[Coordinate annotation entries]

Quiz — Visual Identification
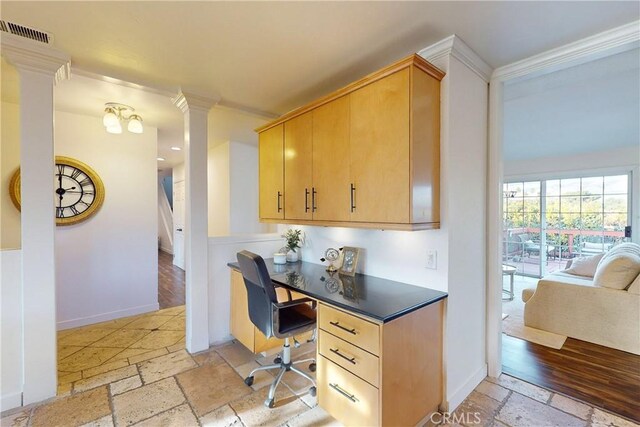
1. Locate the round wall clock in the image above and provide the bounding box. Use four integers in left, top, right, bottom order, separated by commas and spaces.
9, 156, 104, 225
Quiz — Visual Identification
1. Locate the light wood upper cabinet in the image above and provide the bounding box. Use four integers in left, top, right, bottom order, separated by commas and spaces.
257, 55, 444, 230
259, 124, 284, 219
349, 68, 410, 223
284, 112, 313, 220
313, 95, 351, 221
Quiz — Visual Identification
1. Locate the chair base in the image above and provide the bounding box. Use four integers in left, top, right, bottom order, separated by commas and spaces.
244, 338, 316, 408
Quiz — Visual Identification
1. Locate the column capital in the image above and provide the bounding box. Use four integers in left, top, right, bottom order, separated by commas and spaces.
1, 33, 71, 83
173, 91, 220, 113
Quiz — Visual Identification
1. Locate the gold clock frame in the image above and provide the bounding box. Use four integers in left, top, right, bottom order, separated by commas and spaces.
9, 156, 105, 226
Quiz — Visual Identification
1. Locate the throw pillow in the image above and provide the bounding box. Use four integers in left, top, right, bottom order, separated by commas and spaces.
593, 253, 640, 289
565, 254, 604, 277
600, 242, 640, 262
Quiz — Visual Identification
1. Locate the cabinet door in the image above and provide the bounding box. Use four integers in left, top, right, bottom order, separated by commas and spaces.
313, 95, 351, 221
349, 69, 410, 223
284, 112, 313, 219
259, 124, 284, 219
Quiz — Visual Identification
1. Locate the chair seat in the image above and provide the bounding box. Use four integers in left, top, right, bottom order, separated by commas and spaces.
278, 304, 316, 335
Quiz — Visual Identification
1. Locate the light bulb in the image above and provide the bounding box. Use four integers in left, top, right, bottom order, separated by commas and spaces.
127, 114, 143, 133
102, 107, 119, 128
107, 122, 122, 134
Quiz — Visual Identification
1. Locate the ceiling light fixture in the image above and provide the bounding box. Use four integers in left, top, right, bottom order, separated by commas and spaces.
102, 102, 144, 134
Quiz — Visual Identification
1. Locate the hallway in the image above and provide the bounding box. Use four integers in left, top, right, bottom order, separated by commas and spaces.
158, 251, 185, 310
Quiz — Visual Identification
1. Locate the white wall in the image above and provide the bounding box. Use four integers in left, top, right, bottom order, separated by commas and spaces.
209, 233, 283, 344
0, 250, 23, 412
0, 100, 21, 249
208, 141, 275, 236
443, 57, 489, 409
55, 112, 158, 329
207, 142, 231, 236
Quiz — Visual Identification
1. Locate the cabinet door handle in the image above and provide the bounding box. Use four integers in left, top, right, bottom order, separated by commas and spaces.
351, 183, 356, 212
329, 348, 356, 365
329, 322, 356, 335
329, 383, 358, 403
311, 187, 318, 212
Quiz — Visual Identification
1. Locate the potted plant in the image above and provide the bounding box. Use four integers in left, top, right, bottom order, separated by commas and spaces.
282, 228, 304, 262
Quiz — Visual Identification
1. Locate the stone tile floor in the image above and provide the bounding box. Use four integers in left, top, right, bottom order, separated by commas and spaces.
0, 307, 638, 427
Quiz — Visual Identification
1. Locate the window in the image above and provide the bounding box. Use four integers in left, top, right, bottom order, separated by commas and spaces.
503, 174, 630, 277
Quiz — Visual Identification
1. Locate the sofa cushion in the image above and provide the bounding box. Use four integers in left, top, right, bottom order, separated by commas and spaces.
538, 270, 593, 286
593, 251, 640, 289
565, 254, 604, 277
627, 274, 640, 295
522, 288, 536, 302
600, 242, 640, 262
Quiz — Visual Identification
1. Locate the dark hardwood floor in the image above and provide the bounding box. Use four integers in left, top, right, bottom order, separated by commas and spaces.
158, 251, 185, 309
502, 334, 640, 422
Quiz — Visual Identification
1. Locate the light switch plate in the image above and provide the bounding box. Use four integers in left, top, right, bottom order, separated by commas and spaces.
427, 250, 438, 270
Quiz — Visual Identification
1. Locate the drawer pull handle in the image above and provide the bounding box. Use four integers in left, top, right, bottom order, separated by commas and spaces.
329, 322, 356, 335
329, 348, 356, 365
329, 383, 358, 403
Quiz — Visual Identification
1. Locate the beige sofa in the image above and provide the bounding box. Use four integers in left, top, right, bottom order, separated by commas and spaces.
522, 244, 640, 354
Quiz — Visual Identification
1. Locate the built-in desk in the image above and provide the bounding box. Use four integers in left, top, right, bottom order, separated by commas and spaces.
229, 259, 447, 426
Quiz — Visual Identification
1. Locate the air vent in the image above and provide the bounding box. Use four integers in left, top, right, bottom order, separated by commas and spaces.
0, 21, 53, 44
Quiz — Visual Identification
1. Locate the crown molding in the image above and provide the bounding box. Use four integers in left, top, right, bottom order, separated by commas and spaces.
491, 21, 640, 81
418, 34, 493, 82
71, 66, 180, 99
216, 99, 280, 120
0, 33, 71, 83
173, 91, 220, 113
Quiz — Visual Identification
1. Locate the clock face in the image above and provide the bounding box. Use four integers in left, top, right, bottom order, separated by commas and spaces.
324, 248, 340, 261
54, 163, 96, 218
10, 156, 104, 225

__Your instructions__
Convert the records, starting at the beginning and going on through the line with "244, 338, 316, 408", into a two-column CSV with the headers text and answer. Give one row per record, with each field in quotation marks and any line breaks replaced by spaces, and leave the pictures out.

__Full solution__
text,answer
"Quiz — Visual Identification 1. Locate the round wall clock in the image above and provide the bounding box. Use four integers in left, top, right, bottom order, separated by commas and spaces.","9, 156, 104, 225"
"Quiz — Visual Identification 1. Locate the light wood upper cabinet in the image above and provide the bounding box. Use four integers in left, top, right, bottom order, separated by commas and spaces.","257, 55, 444, 230 259, 124, 284, 219 349, 68, 410, 223 284, 112, 313, 220 313, 95, 351, 221"
"Quiz — Visual Identification 1. Locate the chair base in the image above and provide the bounding box. Use four integers in left, top, right, bottom order, separated by commas and spaces.","244, 338, 316, 408"